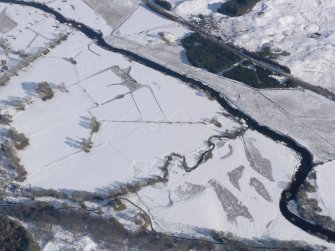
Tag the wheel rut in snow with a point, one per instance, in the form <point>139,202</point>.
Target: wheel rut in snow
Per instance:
<point>306,163</point>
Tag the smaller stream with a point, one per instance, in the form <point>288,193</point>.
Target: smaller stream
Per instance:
<point>306,164</point>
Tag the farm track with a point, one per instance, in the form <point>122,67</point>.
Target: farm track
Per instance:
<point>306,163</point>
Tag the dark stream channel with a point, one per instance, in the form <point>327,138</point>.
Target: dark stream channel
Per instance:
<point>306,164</point>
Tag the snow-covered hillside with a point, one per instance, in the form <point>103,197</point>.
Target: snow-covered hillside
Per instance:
<point>113,123</point>
<point>304,30</point>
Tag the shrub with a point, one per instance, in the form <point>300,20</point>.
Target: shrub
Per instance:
<point>164,4</point>
<point>234,8</point>
<point>203,53</point>
<point>5,119</point>
<point>20,140</point>
<point>14,237</point>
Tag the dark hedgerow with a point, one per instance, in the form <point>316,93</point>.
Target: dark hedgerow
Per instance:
<point>164,4</point>
<point>234,8</point>
<point>203,53</point>
<point>14,237</point>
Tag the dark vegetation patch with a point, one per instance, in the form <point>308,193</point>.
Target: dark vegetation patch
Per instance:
<point>14,237</point>
<point>309,208</point>
<point>164,4</point>
<point>44,91</point>
<point>110,234</point>
<point>205,54</point>
<point>234,8</point>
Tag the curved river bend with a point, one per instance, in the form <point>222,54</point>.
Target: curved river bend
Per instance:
<point>306,163</point>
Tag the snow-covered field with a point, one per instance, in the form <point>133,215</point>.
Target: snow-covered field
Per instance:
<point>146,116</point>
<point>325,182</point>
<point>139,127</point>
<point>305,30</point>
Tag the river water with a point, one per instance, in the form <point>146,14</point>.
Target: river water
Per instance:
<point>306,163</point>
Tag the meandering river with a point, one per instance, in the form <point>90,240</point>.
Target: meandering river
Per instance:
<point>306,163</point>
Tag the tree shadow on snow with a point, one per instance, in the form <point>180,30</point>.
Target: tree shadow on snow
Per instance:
<point>75,143</point>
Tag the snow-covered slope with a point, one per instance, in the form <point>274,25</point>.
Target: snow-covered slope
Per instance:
<point>305,30</point>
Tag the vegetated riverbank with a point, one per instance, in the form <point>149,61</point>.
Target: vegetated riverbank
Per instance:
<point>234,8</point>
<point>306,164</point>
<point>14,237</point>
<point>203,53</point>
<point>109,233</point>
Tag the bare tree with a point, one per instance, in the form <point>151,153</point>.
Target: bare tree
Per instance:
<point>87,144</point>
<point>20,140</point>
<point>44,91</point>
<point>95,125</point>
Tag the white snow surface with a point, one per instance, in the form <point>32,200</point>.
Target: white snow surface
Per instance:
<point>285,25</point>
<point>140,127</point>
<point>325,181</point>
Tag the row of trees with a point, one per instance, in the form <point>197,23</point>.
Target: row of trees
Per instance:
<point>203,53</point>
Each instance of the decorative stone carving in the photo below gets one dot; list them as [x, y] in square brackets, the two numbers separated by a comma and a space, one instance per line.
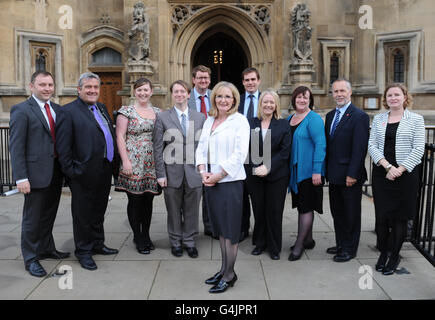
[260, 14]
[302, 50]
[139, 64]
[105, 18]
[302, 66]
[139, 34]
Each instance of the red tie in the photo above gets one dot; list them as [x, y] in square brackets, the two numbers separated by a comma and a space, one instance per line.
[51, 121]
[203, 107]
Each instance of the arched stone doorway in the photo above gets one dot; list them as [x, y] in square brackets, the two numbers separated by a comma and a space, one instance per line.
[234, 25]
[224, 52]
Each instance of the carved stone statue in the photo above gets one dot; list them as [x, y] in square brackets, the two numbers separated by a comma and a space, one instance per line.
[302, 50]
[139, 34]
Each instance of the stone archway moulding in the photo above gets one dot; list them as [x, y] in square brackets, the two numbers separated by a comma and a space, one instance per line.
[99, 38]
[260, 53]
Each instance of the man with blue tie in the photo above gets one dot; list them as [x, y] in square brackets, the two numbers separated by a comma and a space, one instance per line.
[88, 156]
[199, 101]
[36, 170]
[248, 107]
[347, 132]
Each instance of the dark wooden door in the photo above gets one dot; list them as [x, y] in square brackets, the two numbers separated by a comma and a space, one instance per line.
[111, 83]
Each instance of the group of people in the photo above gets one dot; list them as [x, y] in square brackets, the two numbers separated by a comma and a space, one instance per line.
[224, 148]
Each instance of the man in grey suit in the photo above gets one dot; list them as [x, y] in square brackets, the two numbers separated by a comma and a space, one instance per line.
[174, 150]
[37, 171]
[200, 101]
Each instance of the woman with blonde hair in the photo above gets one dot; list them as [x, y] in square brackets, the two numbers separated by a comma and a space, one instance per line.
[268, 174]
[396, 146]
[221, 153]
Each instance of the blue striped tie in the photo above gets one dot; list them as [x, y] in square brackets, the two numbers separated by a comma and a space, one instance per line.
[336, 120]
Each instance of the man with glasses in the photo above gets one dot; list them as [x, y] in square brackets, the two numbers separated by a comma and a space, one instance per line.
[248, 107]
[200, 101]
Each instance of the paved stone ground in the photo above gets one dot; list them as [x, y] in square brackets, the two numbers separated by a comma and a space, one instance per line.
[159, 275]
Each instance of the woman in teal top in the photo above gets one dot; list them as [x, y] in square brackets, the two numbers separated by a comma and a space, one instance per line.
[307, 167]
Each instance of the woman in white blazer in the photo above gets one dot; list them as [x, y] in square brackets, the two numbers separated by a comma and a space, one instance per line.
[396, 146]
[220, 156]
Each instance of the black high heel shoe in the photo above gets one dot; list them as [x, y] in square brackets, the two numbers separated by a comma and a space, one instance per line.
[307, 245]
[391, 266]
[294, 257]
[215, 279]
[222, 286]
[380, 265]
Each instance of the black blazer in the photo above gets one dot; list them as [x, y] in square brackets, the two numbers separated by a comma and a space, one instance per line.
[280, 146]
[80, 140]
[347, 148]
[242, 102]
[31, 144]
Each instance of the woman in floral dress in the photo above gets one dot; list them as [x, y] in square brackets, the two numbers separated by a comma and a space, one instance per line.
[137, 177]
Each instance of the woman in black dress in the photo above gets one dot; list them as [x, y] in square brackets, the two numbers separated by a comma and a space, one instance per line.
[268, 174]
[396, 146]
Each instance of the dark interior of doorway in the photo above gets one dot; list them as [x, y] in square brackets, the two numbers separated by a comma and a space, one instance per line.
[234, 59]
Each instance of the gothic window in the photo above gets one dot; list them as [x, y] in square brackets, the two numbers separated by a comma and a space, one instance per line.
[42, 56]
[396, 62]
[334, 67]
[106, 56]
[41, 61]
[399, 66]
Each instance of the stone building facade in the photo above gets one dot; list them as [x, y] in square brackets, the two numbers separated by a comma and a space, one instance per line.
[290, 41]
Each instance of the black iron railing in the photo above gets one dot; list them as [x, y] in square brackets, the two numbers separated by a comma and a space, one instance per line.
[422, 236]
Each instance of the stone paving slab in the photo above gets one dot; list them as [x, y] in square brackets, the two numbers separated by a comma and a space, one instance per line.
[16, 283]
[319, 280]
[124, 280]
[179, 280]
[159, 275]
[419, 284]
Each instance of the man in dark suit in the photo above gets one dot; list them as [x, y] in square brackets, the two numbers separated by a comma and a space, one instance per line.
[199, 101]
[88, 155]
[248, 107]
[347, 133]
[174, 152]
[37, 171]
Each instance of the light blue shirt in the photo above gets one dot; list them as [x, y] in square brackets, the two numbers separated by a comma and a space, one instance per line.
[248, 100]
[198, 101]
[342, 112]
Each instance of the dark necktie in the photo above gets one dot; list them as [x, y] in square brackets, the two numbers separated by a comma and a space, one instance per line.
[336, 120]
[107, 134]
[52, 125]
[183, 123]
[203, 107]
[250, 113]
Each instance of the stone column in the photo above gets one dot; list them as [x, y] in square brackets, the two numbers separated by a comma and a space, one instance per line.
[301, 68]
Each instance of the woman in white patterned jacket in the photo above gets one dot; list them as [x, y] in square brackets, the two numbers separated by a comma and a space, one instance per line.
[396, 146]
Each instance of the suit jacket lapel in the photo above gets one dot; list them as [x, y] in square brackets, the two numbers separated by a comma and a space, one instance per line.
[37, 111]
[174, 117]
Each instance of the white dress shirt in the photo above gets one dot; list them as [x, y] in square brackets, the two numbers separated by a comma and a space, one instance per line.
[248, 101]
[198, 100]
[226, 147]
[186, 113]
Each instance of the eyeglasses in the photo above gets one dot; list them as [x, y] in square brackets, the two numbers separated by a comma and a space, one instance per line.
[220, 97]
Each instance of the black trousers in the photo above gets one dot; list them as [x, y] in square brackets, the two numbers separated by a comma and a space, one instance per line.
[90, 195]
[39, 212]
[268, 199]
[345, 204]
[246, 216]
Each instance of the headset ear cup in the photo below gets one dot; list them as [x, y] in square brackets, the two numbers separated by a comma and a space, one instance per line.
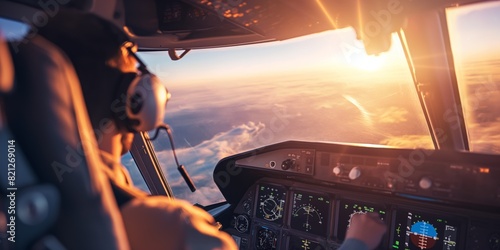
[146, 101]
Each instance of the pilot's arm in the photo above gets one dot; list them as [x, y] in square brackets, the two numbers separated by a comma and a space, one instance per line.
[365, 232]
[161, 223]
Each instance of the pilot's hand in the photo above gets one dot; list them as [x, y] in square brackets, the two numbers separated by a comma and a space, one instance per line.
[367, 228]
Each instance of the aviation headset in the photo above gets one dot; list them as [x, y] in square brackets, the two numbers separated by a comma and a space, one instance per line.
[144, 98]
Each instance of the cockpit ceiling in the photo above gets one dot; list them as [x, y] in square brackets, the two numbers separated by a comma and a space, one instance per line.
[216, 23]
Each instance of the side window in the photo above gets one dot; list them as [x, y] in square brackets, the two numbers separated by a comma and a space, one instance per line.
[137, 178]
[475, 42]
[13, 30]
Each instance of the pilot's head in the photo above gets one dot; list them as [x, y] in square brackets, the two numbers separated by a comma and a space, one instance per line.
[120, 98]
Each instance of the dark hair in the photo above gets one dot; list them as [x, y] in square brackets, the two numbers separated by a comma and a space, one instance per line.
[90, 42]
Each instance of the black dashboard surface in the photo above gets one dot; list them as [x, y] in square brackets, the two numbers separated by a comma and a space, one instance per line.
[300, 195]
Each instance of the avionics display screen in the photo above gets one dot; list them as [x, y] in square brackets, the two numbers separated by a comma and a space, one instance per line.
[310, 213]
[271, 203]
[301, 243]
[420, 231]
[348, 208]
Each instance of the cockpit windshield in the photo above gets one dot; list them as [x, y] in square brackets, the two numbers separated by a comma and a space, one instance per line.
[322, 87]
[475, 40]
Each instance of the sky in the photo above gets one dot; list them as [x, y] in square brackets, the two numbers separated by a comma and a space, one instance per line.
[321, 88]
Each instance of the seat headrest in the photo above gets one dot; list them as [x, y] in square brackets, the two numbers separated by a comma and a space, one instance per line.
[6, 68]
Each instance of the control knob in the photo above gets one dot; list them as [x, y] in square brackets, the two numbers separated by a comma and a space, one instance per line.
[355, 173]
[287, 164]
[425, 183]
[337, 170]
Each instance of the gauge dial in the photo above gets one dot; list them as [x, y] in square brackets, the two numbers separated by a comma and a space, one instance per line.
[348, 208]
[310, 213]
[271, 203]
[266, 239]
[241, 223]
[300, 243]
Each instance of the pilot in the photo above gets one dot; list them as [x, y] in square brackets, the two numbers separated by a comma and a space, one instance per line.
[103, 59]
[101, 55]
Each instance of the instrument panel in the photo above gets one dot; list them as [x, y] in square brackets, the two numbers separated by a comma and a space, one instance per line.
[308, 204]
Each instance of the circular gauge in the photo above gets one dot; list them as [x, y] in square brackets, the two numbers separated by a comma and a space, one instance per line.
[271, 203]
[351, 215]
[271, 209]
[266, 239]
[310, 213]
[309, 216]
[241, 223]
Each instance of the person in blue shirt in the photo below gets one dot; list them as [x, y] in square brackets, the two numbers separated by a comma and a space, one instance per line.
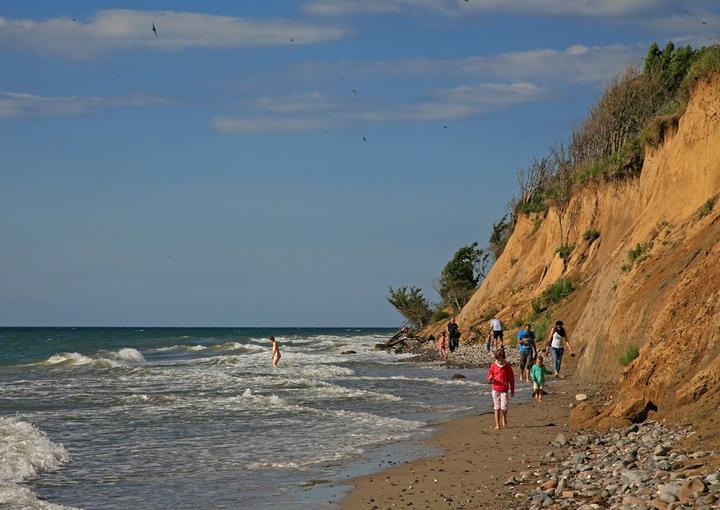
[527, 349]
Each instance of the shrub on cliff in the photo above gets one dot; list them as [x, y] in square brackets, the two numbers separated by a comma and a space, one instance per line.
[705, 63]
[411, 304]
[499, 236]
[629, 354]
[462, 274]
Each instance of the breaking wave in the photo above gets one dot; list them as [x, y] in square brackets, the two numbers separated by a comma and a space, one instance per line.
[25, 451]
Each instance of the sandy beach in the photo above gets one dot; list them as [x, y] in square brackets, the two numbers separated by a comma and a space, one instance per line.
[476, 461]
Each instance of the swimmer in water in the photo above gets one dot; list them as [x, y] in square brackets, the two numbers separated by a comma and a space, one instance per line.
[275, 351]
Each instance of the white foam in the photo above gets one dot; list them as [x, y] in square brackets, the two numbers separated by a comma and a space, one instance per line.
[181, 348]
[25, 450]
[105, 359]
[19, 497]
[128, 355]
[427, 380]
[68, 358]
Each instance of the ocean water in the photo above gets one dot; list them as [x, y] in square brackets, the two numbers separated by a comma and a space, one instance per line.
[118, 418]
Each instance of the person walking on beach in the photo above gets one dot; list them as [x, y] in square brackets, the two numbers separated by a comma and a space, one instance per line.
[497, 328]
[537, 374]
[502, 379]
[442, 343]
[275, 351]
[527, 350]
[558, 340]
[454, 335]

■ ■ ■ ■ ■ ■ ■

• **WHAT THIS TASK INVOLVES**
Write the lines out verbatim, from the one with "Each instance of the white foam" through the last line of the entries, and stop there.

• **IN RESPONSE**
Each instance of the white foam in the photo above gets one dot; list them as [x, y] in square brackets, the two numbers separated by a comma and a space, one instance per line.
[181, 348]
[25, 450]
[105, 359]
[19, 497]
[128, 355]
[427, 380]
[68, 358]
Each instance of the ocean water in the photo above gets one dot; list them as [x, y] in square brackets, the two numbers separated by a comma and a space, one instance per line.
[118, 418]
Each instance of the person walking on beach in the photo above gets one dot; list them as [x, y] in square brackets, the two numbers separated by a comma and a space, one instance per line.
[497, 328]
[537, 374]
[502, 379]
[442, 343]
[275, 351]
[527, 350]
[558, 340]
[454, 335]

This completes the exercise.